Reproduce the lines of the records below verbatim, starting at the line that contains "Mark the pink" and ending at the line that contains "Query: pink coral", with both of those lines included and nothing else.

◆ TASK DATA
■ ■ ■ ■ ■

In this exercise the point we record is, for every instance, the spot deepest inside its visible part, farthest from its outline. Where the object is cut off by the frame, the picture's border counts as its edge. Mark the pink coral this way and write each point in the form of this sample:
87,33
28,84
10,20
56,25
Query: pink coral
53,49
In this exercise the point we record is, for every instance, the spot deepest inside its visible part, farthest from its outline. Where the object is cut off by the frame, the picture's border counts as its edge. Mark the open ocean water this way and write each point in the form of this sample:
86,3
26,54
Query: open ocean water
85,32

■ ■ ■ ■ ■

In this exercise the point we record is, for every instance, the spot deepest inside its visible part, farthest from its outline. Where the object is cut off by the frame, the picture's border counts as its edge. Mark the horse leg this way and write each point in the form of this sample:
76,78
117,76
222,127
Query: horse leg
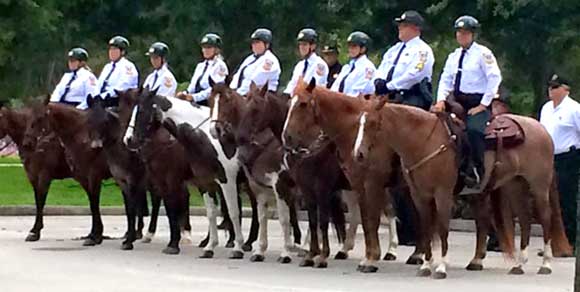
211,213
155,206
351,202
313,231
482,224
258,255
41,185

■ ■ ■ ■ ■

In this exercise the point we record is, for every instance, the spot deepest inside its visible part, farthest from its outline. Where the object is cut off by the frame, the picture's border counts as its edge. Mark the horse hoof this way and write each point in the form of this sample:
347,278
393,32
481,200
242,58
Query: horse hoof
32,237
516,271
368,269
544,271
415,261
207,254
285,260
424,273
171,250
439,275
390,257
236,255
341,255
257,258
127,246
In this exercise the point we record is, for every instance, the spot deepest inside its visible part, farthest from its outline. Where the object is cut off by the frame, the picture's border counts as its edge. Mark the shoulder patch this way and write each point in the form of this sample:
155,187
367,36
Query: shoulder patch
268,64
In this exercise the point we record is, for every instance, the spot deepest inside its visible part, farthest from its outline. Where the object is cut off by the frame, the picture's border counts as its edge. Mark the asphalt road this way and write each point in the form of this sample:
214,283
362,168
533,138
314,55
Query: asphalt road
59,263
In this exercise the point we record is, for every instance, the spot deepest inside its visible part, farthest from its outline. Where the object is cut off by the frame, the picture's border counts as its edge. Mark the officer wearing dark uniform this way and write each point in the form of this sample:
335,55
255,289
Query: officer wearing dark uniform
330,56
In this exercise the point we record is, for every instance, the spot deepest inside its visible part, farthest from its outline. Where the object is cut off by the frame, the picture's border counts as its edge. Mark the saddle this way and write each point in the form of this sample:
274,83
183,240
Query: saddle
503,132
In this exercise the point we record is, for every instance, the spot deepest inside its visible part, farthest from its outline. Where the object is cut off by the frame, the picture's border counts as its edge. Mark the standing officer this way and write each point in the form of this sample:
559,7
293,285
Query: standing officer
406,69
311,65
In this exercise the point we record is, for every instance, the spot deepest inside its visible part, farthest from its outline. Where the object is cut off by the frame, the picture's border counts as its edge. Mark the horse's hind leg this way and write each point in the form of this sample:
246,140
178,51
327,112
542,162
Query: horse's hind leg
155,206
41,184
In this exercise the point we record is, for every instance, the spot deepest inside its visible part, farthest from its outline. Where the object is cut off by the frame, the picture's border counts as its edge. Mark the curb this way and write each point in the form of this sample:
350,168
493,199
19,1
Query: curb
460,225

■ ■ ■ ■ ■

◆ SOLUTION FOR THIS PROBLEM
In this exercise the point we record is, for every instance, the spot deepest inside its visible part, farthest from its outline. Where the object is cut off by the frame, the picture's border counts as its edge. Mark the pink coral this way and write each point in the form of this sample:
87,33
28,84
10,20
56,25
Query: pink coral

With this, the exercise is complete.